» **Passage**

============================================================

From the Miami Herald
BY CARL HIAASEN
chiaasen@miamiherald.com
Earlier this summer, a panel of low-wattage trolls known as the Legislative Budget Commission spurned $2.1 million of a federal grant designed to transition ill and elderly Floridians out of nursing facilities and back to their homes.
The program, which started under President George W. Bush, is designed to save states millions in Medicaid costs because residential care for older citizens is less expensive than long-term institutional care.
To that end, the feds offered Florida – which has one of the nation’s largest populations of seniors – almost $36 million in phased grants. No thanks, said geniuses like Rep. Rob Schenck of Spring Hill and Rep. Denise Grimsley of Sebring.
Because the Bush program, Money Follows the Person, was renewed as part of the Obama administration’s controversial health-care reform package, most GOP legislators on the panel declined to participate.
This astoundingly stupid strategy of sending our U.S. tax dollars to other states is the hatchling of House Speaker Dean Cannon, cheered on by Gov. Rick Scott and other Republican zombies.
The money for moving sick and older residents back home was unnecessary, said Grimsley and Schenck, because state agencies already try to do that. That might come as a surprise to those with relatives in Florida nursing homes.
Even though no state funds were at stake, the members of the Legislative Budget Commission want you to believe that they rejected the $2.1 million seniors grant because of their staunch frugality. But guess what else they did at the same meeting?

============================================================

» **Problem set**
1) Answer these questions using the column:
(a) How much federal grant money did the Legislative Budget Commission reject?
(b) Under which president did the program begin?
(c) What is the program called?
2) Copy everything in the column word for word, from "Because the Bush" down to "other Republican zombies.".
The items that come next are separate material and are not part of the column.

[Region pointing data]
============================================================

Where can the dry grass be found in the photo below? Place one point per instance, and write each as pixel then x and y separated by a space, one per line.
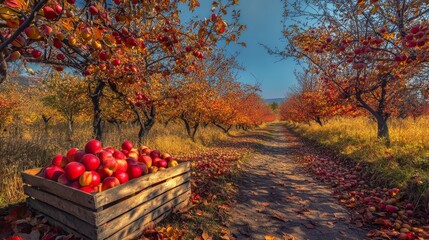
pixel 406 158
pixel 25 147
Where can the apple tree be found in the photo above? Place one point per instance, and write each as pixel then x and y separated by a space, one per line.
pixel 366 51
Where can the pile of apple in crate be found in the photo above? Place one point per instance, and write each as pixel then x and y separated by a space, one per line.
pixel 95 169
pixel 106 193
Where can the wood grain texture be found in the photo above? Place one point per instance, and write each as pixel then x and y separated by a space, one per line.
pixel 141 197
pixel 138 184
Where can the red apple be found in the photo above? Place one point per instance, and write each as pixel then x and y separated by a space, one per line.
pixel 90 161
pixel 58 9
pixel 146 160
pixel 45 30
pixel 135 170
pixel 74 184
pixel 108 167
pixel 127 145
pixel 52 172
pixel 122 165
pixel 116 62
pixel 119 155
pixel 49 13
pixel 105 155
pixel 60 161
pixel 61 56
pixel 125 152
pixel 57 43
pixel 78 155
pixel 93 146
pixel 19 42
pixel 165 156
pixel 109 149
pixel 63 179
pixel 32 33
pixel 391 208
pixel 93 10
pixel 109 182
pixel 36 53
pixel 74 170
pixel 131 161
pixel 134 154
pixel 103 55
pixel 155 161
pixel 155 154
pixel 87 189
pixel 15 55
pixel 146 151
pixel 89 178
pixel 162 163
pixel 121 176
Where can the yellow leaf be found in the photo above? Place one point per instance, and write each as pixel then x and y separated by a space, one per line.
pixel 271 237
pixel 67 25
pixel 206 236
pixel 374 9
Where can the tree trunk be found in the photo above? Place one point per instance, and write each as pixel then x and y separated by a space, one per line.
pixel 145 125
pixel 380 116
pixel 382 129
pixel 97 126
pixel 46 122
pixel 224 129
pixel 70 128
pixel 319 121
pixel 190 130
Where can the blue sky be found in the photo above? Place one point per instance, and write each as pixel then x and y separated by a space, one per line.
pixel 264 25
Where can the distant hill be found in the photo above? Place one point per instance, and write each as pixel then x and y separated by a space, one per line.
pixel 277 100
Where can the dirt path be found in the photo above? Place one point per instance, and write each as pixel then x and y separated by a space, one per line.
pixel 277 197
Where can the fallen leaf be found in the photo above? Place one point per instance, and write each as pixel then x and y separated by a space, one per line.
pixel 287 236
pixel 358 223
pixel 279 217
pixel 205 236
pixel 310 225
pixel 271 237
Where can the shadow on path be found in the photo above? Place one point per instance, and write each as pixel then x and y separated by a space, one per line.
pixel 277 197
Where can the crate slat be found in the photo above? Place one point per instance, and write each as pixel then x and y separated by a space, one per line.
pixel 117 209
pixel 131 187
pixel 133 229
pixel 71 221
pixel 80 212
pixel 117 213
pixel 63 191
pixel 142 210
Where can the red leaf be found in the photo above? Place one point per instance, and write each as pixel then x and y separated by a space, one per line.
pixel 13 3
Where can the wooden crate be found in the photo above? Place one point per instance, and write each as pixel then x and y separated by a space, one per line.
pixel 117 213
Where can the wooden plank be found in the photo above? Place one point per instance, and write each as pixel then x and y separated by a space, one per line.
pixel 64 218
pixel 138 184
pixel 65 228
pixel 157 215
pixel 63 191
pixel 80 212
pixel 138 232
pixel 120 222
pixel 144 196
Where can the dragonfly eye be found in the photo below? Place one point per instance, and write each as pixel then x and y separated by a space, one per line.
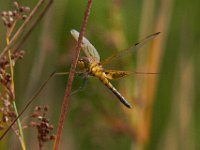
pixel 81 64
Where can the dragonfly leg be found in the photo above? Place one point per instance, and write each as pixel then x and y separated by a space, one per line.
pixel 82 87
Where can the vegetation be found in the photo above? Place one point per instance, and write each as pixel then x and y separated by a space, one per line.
pixel 35 41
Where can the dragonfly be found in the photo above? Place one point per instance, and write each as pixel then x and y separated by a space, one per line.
pixel 92 66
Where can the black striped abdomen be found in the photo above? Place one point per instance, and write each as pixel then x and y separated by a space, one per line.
pixel 106 82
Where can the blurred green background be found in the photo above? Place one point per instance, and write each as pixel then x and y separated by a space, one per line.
pixel 165 113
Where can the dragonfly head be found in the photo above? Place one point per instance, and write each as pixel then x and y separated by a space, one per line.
pixel 83 63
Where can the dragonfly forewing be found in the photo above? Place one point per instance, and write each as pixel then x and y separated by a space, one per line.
pixel 88 48
pixel 133 48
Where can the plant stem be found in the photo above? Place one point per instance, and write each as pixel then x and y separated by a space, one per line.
pixel 71 76
pixel 21 135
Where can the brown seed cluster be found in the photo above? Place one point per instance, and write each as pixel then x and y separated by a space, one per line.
pixel 9 17
pixel 42 124
pixel 8 115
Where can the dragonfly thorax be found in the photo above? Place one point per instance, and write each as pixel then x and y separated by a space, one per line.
pixel 89 65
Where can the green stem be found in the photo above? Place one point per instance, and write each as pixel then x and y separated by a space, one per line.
pixel 21 135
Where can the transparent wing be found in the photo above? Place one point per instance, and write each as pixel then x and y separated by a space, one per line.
pixel 88 48
pixel 133 48
pixel 116 74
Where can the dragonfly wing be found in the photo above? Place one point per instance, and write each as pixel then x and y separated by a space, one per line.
pixel 118 95
pixel 88 48
pixel 116 74
pixel 133 48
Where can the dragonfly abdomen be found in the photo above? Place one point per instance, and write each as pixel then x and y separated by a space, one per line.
pixel 106 82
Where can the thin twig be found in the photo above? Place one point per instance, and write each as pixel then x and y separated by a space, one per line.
pixel 33 25
pixel 71 76
pixel 22 27
pixel 27 105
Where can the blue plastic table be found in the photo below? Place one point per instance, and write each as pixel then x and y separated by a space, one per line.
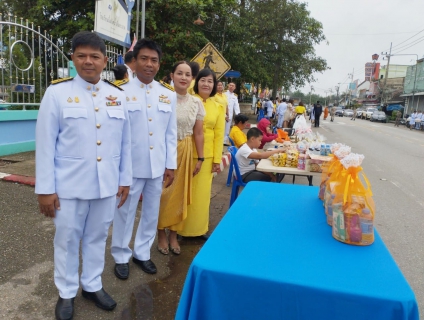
pixel 276 259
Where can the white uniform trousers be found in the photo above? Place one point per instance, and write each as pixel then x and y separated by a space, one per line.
pixel 280 120
pixel 87 221
pixel 228 126
pixel 123 222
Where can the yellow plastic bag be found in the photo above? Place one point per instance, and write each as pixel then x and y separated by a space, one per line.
pixel 353 208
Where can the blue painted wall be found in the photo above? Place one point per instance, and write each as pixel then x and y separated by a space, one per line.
pixel 17 131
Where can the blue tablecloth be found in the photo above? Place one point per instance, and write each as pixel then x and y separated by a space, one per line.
pixel 273 257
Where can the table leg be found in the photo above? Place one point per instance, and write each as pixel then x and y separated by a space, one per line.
pixel 310 180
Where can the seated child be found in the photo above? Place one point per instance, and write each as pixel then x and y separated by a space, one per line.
pixel 247 158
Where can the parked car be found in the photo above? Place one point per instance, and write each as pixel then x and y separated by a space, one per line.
pixel 359 112
pixel 368 112
pixel 378 116
pixel 348 113
pixel 339 112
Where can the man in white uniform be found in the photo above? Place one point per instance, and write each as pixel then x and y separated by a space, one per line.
pixel 83 163
pixel 130 64
pixel 281 109
pixel 151 108
pixel 233 108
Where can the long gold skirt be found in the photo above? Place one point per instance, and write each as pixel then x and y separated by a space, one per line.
pixel 197 221
pixel 176 198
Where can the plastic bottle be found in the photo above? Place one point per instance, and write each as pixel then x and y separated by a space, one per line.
pixel 367 226
pixel 329 210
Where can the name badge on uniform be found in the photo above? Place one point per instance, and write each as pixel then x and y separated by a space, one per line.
pixel 164 99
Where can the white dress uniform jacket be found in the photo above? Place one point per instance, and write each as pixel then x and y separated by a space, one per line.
pixel 83 141
pixel 153 121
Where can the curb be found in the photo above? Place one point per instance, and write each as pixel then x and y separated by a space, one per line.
pixel 29 181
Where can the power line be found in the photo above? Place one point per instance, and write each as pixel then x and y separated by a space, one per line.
pixel 410 43
pixel 405 40
pixel 365 34
pixel 409 46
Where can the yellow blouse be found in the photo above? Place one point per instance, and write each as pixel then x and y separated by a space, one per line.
pixel 238 136
pixel 213 130
pixel 190 88
pixel 222 100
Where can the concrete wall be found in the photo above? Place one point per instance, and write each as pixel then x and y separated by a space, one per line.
pixel 17 131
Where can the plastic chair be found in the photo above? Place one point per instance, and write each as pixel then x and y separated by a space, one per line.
pixel 230 170
pixel 261 115
pixel 237 181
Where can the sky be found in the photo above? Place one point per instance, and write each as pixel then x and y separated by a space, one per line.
pixel 356 29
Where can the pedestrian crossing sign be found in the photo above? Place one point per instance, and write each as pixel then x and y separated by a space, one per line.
pixel 210 58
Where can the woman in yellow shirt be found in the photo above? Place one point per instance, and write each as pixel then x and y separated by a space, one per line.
pixel 197 222
pixel 236 134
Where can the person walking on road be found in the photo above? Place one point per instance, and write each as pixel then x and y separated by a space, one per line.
pixel 354 114
pixel 398 117
pixel 83 163
pixel 317 112
pixel 153 119
pixel 281 110
pixel 332 113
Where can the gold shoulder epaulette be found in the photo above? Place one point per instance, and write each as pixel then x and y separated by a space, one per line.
pixel 61 80
pixel 120 82
pixel 168 86
pixel 113 85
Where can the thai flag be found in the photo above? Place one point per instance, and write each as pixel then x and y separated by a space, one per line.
pixel 133 44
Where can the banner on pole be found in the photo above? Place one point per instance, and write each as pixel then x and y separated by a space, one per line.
pixel 112 21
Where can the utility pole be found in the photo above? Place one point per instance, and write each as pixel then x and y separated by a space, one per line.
pixel 337 90
pixel 387 73
pixel 349 99
pixel 310 95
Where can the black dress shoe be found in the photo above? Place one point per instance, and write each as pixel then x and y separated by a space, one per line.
pixel 64 309
pixel 147 266
pixel 101 299
pixel 122 270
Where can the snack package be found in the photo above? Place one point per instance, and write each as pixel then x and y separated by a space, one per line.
pixel 338 152
pixel 282 136
pixel 278 159
pixel 352 205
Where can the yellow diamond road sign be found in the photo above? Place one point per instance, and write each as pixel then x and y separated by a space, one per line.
pixel 210 58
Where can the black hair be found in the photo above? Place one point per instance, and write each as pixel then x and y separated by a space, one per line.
pixel 240 118
pixel 194 68
pixel 88 39
pixel 149 44
pixel 128 57
pixel 205 73
pixel 174 67
pixel 120 70
pixel 254 132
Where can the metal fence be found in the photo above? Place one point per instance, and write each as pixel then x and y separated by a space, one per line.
pixel 30 59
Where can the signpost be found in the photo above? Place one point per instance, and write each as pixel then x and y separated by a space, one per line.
pixel 210 58
pixel 112 21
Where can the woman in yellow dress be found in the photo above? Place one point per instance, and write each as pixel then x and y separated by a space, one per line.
pixel 197 221
pixel 176 198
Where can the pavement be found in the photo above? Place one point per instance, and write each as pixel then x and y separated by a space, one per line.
pixel 27 290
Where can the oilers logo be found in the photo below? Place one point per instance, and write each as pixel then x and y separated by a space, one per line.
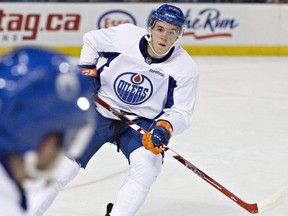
pixel 133 88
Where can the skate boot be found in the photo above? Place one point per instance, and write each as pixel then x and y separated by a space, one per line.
pixel 109 209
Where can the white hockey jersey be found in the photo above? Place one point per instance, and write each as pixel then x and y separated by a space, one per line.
pixel 131 81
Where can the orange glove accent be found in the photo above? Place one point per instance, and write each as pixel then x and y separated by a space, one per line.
pixel 89 71
pixel 149 145
pixel 166 125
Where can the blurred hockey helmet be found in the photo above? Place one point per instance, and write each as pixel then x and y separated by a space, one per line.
pixel 41 92
pixel 170 14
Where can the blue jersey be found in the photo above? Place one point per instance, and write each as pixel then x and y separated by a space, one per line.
pixel 131 81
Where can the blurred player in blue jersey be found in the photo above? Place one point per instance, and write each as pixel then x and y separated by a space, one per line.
pixel 153 81
pixel 44 105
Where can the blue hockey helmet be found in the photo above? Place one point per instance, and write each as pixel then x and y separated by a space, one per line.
pixel 170 14
pixel 41 92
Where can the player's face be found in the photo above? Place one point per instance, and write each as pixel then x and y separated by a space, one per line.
pixel 164 36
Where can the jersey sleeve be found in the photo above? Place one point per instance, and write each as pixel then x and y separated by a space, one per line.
pixel 179 115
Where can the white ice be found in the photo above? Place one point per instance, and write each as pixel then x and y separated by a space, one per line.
pixel 239 138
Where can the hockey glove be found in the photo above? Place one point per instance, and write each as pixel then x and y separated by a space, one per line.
pixel 160 135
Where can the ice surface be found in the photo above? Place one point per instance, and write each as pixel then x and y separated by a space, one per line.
pixel 239 138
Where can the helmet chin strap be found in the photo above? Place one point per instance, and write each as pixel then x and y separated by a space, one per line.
pixel 150 45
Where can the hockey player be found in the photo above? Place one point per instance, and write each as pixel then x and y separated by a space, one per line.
pixel 147 77
pixel 39 92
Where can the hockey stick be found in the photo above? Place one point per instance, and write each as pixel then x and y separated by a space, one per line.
pixel 253 208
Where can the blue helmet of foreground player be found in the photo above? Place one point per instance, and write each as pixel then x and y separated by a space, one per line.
pixel 41 92
pixel 168 13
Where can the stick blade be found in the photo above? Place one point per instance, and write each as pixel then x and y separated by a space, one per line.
pixel 270 202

============================================================

» **Exercise answers**
1)
(a) $2.1 million
(b) President George W. Bush
(c) Money Follows the Person

2)
Because the Bush program, Money Follows the Person, was renewed as part of the Obama administration’s controversial health-care reform package, most GOP legislators on the panel declined to participate.
This astoundingly stupid strategy of sending our U.S. tax dollars to other states is the hatchling of House Speaker Dean Cannon, cheered on by Gov. Rick Scott and other Republican zombies.